▶ [Page extract]
^^^^
Teradata Package for R Function Reference | 17.20 - GLMPredictPerSegment - Teradata Package for R - Look here for syntax, methods and examples for the functions included in the Teradata Package for R.

Teradata® Package for R Function Reference

Deployment
VantageCloud
VantageCore
Edition
Enterprise
IntelliFlex
VMware
Product
Teradata Package for R
Release Number
17.20
Published
March 2024
ft:locale
en-US
ft:lastEdition
2024-05-03
dita:id
TeradataR_FxRef_Enterprise_1720
Product Category
Teradata Vantage

GLMPredictPerSegment

Description

The td_glm_predict_per_segment_sqle() function uses the model generated by the td_glm_per_segment_sqle() function to predict target values (regression) and class labels (classification) on new input data.

Notes:

  • All input features must be numeric. The categorical columns should be converted to numerical columns as preprocessing step, such as using the following functions:
    * td_one_hot_encoding_fit_sqle() and td_one_hot_encoding_transform_sqle().
    * td_ordinal_encoding_fit_sqle() and td_ordinal_encoding_transform_sqle().
    * td_target_encoding_fit_sqle() and td_target_encoding_transform_sqle().
    The td_one_hot_encoding_fit_sqle() and td_one_hot_encoding_transform_sqle() functions support segment functions. However, the td_ordinal_encoding_fit_sqle() and td_ordinal_encoding_transform_sqle(), td_target_encoding_fit_sqle() and td_target_encoding_transform_sqle() functions do not support segment functions. You must run these functions one-by-one on each partition.
^^^^
▶ [Given data]
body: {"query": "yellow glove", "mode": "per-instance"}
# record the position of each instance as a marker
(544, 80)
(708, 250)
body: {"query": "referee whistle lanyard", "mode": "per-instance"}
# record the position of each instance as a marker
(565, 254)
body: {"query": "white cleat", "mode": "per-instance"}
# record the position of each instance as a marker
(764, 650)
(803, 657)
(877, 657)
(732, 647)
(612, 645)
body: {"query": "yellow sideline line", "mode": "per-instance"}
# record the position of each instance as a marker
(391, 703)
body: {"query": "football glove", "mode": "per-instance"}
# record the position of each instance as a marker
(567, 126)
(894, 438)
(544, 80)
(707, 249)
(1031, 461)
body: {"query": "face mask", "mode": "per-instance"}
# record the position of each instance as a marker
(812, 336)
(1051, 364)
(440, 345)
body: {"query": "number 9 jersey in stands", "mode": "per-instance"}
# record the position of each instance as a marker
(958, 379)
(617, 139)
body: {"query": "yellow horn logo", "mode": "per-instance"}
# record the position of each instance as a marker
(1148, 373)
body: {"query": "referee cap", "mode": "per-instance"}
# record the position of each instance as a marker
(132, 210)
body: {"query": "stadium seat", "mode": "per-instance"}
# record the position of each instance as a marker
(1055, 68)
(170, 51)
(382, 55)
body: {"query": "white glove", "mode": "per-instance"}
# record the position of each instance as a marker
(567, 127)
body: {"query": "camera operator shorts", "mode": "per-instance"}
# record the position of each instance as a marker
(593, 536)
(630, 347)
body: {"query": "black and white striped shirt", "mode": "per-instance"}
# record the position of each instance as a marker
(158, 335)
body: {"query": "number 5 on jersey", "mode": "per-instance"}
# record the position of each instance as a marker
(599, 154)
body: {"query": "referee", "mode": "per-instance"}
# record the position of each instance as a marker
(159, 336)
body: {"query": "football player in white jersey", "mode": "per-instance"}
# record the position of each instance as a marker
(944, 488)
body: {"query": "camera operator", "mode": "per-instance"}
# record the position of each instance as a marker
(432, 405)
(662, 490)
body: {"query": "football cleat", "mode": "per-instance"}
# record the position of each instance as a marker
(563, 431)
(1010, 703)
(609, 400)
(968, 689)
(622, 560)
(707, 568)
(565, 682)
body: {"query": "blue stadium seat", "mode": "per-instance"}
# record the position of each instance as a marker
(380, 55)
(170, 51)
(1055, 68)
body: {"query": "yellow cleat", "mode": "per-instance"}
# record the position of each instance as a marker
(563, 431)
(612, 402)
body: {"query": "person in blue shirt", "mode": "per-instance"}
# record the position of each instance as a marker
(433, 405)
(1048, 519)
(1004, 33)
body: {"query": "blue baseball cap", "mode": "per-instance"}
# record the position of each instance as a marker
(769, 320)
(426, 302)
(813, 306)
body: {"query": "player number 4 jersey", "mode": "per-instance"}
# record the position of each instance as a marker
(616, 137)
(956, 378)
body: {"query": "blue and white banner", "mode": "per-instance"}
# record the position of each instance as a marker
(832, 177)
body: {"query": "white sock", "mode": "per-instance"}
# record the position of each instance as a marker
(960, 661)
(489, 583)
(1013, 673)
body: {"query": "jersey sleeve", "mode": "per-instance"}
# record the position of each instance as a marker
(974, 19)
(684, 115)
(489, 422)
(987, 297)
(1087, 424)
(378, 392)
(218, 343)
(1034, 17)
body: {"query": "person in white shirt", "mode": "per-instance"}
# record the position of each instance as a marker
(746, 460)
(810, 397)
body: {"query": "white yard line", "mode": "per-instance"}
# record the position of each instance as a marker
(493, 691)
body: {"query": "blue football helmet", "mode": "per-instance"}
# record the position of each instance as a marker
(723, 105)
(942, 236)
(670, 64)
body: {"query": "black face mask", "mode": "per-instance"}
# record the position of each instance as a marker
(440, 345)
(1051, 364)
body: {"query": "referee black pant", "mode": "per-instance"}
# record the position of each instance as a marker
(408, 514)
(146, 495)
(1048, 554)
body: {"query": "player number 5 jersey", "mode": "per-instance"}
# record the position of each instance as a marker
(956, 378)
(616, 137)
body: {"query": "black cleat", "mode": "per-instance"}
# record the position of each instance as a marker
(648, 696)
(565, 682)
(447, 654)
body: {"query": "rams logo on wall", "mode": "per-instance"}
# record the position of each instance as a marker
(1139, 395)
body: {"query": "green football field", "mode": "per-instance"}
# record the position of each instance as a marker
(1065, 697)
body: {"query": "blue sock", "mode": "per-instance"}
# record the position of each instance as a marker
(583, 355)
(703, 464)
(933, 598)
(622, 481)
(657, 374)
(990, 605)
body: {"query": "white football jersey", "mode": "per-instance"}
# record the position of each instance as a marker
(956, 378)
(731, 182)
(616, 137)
^^^^
▶ [Instruction A]
Answer these from the GLMPredictPerSegment reference:
(i) What release number is listed?
(ii) Which function produces the model that td_glm_predict_per_segment_sqle() uses?
(iii) Which pair of encoding functions supports segment functions?
▶ [Instruction B] Carry the GLMPredictPerSegment reference forward from its last sentence.
The rows aren't needed here.

▶ [Written response A]
(i) 17.20
(ii) td_glm_per_segment_sqle()
(iii) td_one_hot_encoding_fit_sqle() and td_one_hot_encoding_transform_sqle()

▶ [Written response B]
  • The preprocessing steps carried out for td_glm_per_segment_sqle() should be done for the test data set as well before prediction.

  • Prediction accuracy metrics such as MSE, precision, recall, ROC are not generated by the function. The user should use td_regression_evaluator_sqle(), td_classification_evaluator_sqle() and td_roc_sqle() functions as post-processing steps. These functions do not support segment functions and the workaround is to run these functions one by one on each partition.

  • Any observation with missing value in an input column is ignored and it shows in the output with specific error code. User can use some imputation function, such as td_simple_impute_fit_sqle() and td_simple_impute_transform_sqle() to do imputation or filling of missing values.

Usage

  td_glm_predict_per_segment_sqle (
      newdata = NULL,
      object = NULL,
      id.column = NULL,
      accumulate = NULL,
      output.prob = FALSE,
      output.responses = NULL,
      partition.column = NULL,
      ...
  )

Arguments

newdata

Required Argument.
Specifies the tbl_teradata containing the input data.
Types: tbl_teradata

object

Required Argument.
Specifies the tbl_teradata containing the model data
generated by td_glm_per_segment_sqle() function or an instance of td_glm_per_segment_sqle.
Types: tbl_teradata or td_glm_per_segment_sqle

id.column

Required Argument.
Specifies the input data column name that uniquely identifies an observation in the input data.
Types: character

accumulate

Optional Argument.
Specifies the name(s) of input tbl_teradata column(s) to copy to the output.
Types: character OR vector of Strings (character)

output.prob

Optional Argument.
Specifies whether function should output the probability for each response.
Default Value: FALSE
Types: logical

output.responses

Optional Argument.
Specifies the class labels for output probabilities. A label must be 0 or 1.
If not specified, then the function outputs the probability of the predicted response.
Note:

  • The "output.responses" argument works only when "output.prob" is TRUE.

Types: character OR vector of Strings (character)

partition.column

Optional Argument.
Specifies the name of the "input_data" columns on which to partition the input.
The name should be consistent with the "data_partition_column" name. If the "data_partition_column" is unicode with foreign language characters, then it is necessary to specify "partition.column" argument.
Types: character

...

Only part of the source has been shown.